Task data:
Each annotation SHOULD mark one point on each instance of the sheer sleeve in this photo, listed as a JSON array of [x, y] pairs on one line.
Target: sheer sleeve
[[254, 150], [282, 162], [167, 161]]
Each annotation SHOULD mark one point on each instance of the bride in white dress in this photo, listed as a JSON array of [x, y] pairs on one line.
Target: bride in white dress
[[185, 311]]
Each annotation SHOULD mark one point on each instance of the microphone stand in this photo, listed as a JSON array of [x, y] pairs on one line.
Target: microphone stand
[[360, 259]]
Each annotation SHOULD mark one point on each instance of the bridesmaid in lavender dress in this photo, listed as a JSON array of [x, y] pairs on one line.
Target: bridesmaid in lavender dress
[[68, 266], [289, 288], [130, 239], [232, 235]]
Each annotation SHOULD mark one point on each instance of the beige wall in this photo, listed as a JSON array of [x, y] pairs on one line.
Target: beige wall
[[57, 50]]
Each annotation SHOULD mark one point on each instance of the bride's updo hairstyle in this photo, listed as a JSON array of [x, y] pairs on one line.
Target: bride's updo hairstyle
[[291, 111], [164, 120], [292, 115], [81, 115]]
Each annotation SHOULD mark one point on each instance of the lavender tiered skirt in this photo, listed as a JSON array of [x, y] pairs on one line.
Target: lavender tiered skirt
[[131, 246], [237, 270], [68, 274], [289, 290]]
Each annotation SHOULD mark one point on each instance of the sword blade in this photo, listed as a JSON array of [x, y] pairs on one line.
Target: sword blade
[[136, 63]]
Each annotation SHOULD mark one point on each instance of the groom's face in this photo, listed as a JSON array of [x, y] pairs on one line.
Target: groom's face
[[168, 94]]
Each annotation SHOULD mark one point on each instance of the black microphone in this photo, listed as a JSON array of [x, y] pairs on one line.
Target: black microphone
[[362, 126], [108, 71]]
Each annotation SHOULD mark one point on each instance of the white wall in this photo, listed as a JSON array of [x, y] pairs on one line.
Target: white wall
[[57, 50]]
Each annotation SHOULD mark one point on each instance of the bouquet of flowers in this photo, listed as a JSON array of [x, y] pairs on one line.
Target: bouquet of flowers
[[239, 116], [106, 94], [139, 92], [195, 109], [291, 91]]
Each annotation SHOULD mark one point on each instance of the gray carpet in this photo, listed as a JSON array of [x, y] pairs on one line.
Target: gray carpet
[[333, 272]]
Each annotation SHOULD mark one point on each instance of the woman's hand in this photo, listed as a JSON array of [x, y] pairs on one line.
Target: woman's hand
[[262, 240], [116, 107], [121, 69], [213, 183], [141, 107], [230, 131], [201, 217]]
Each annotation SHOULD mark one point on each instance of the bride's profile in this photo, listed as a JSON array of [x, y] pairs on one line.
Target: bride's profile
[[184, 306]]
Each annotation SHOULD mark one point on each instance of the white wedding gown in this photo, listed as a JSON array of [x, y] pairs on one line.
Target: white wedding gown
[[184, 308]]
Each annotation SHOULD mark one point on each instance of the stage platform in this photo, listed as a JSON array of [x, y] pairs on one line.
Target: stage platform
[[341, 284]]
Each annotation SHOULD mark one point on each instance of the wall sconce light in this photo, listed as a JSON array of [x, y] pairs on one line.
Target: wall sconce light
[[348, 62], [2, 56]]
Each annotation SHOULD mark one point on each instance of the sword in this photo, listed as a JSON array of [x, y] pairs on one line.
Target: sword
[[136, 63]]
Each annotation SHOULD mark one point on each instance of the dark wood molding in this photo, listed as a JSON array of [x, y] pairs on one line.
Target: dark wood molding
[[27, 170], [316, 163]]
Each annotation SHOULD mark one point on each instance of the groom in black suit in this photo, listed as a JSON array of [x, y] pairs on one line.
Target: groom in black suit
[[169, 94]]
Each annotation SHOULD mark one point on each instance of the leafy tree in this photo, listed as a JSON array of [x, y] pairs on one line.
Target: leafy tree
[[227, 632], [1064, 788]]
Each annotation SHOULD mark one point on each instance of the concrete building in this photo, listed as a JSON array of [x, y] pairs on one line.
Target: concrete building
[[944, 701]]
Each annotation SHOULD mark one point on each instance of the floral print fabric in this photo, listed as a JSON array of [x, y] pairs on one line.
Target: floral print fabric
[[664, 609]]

Exercise requirements: Copy every line above verbatim, in the same order and with no changes.

Exercise solution:
Each annotation SHOULD mark one point on each instance of the sheer sleeve in this photo, listed as a JSON array of [x, y] pairs on one line.
Target: sheer sleeve
[[254, 150], [282, 162], [167, 161]]
Each annotation SHOULD mark one point on each instance of the bride in white dress in this photo, listed as a JSON array of [x, y] pairs on one line.
Target: bride in white dress
[[185, 311]]
Each annotation SHOULD mark one point on each instance of the microphone stand in this photo, listed as a JSON array of [x, y] pairs on one line.
Target: microphone stand
[[360, 259]]
Each annotation SHOULD mark one point on each instance of the bridesmaid in lavender dress in this photo, listed as a JSON array of [x, y] pairs on one line.
Target: bridesmaid in lavender dress
[[68, 266], [289, 288], [130, 239], [232, 235]]
Each annotation SHOULD mark one point on each instance of the beige wall in this photo, listed as a JSON array of [x, y] pairs on one line.
Target: beige wall
[[57, 50]]
Each annotation SHOULD mark one point on each instance of the bride's updo hairstyle in this photo, listed as a JSON array of [x, y] pairs on one line.
Target: bride's updo hairstyle
[[291, 111], [164, 120], [292, 115], [81, 115]]
Each annotation SHOULD mark one point on each instance of the lavender tiered skirt in this photo, listed as a JSON array of [x, y] pairs on one line.
Target: lavender tiered skirt
[[131, 246], [237, 270], [68, 274], [289, 290]]
Each annotation SHOULD mark one point on each instance of the sword blade in this photo, listed as a JSON array of [x, y] pairs on one line.
Target: sword blade
[[136, 63]]
Each annotation SHOULD mark one point on each instance of the groom's face in this photo, listed as a JSON array of [x, y] pairs on one line.
Target: groom's face
[[168, 94]]
Each annotation SHOULD mark one point on each instance of the black microphone in this photo, listed as a JSON array of [x, y] pairs on one line.
Target: black microphone
[[362, 126], [108, 71]]
Each annotation SHOULD mark one point on each instance of the white wall in this photo, listed as a JSON array of [x, y] pairs on one line.
Target: white wall
[[57, 50]]
Each annotation SHOULD mark one point on each instance of the bouquet of flowers in this photo, listed as a JSON array of [x, y] pairs on one line.
Target: bouquet of flowers
[[239, 116], [106, 94], [139, 92], [195, 109], [291, 91]]
Each annotation SHOULD mark one point on each instance of the gray carpet in this photo, listed as a JSON array of [x, y] pairs on one line.
Target: gray carpet
[[333, 272]]
Each annotation SHOULD mark one point on each instance of the woman's hand in this photo, listed as a JSON array of [x, y] pairs on one line.
Target: woman's hand
[[262, 240], [116, 107], [121, 69], [213, 183], [141, 107], [230, 131], [201, 217]]
Each annotation SHOULD mark one point on each instance of the bride's profile in this photo, listed as a JSON array of [x, y] pairs on one line.
Target: bride's profile
[[184, 306]]
Each annotation SHOULD mark one point on each instance of the white wedding gown in this photo, listed as a JSON array of [x, y] pairs on one line.
Target: white wedding gown
[[184, 308]]
Each annotation SHOULD mark one point on each instance of the stage platform in this photo, listed as a JSON array of [x, y] pairs on one line.
Target: stage platform
[[341, 284]]
Each annotation SHOULD mark one point on each instance of the wall sconce light in this photo, listed as a JSON array of [x, y] pairs on one line.
Target: wall sconce light
[[348, 62], [2, 56]]
Each annotation SHOULD mark one point on each instance of the sword in this photo, listed as a JSON array of [x, y] pairs on one line.
Target: sword
[[136, 63]]
Each annotation SHOULD mark one point on each instance of the dark wood molding in this photo, listed as a JSON array of [x, y] pairs on one line.
Target: dark wood molding
[[27, 170], [316, 163]]
Each annotation SHOULD mark one point on each instance of the groom in black suit in this photo, listed as a JSON array of [x, y] pairs on one line.
Target: groom in black suit
[[169, 94]]
Each annotation SHOULD mark one point on each instance of the leafy tree in this photo, listed as a JSON array of [x, y] pairs on one line.
Target: leafy tree
[[227, 632], [1064, 788]]
Each annotation SHOULD mark one point on each instance of the concrete building in this photo, listed as a JSON array of [x, y] pairs on one line.
Target: concrete building
[[944, 701]]
Each annotation SHOULD mark one point on each instance of the floral print fabric in this photo, listed as a JSON array of [x, y] pairs on one line.
Target: floral print fabric
[[664, 609]]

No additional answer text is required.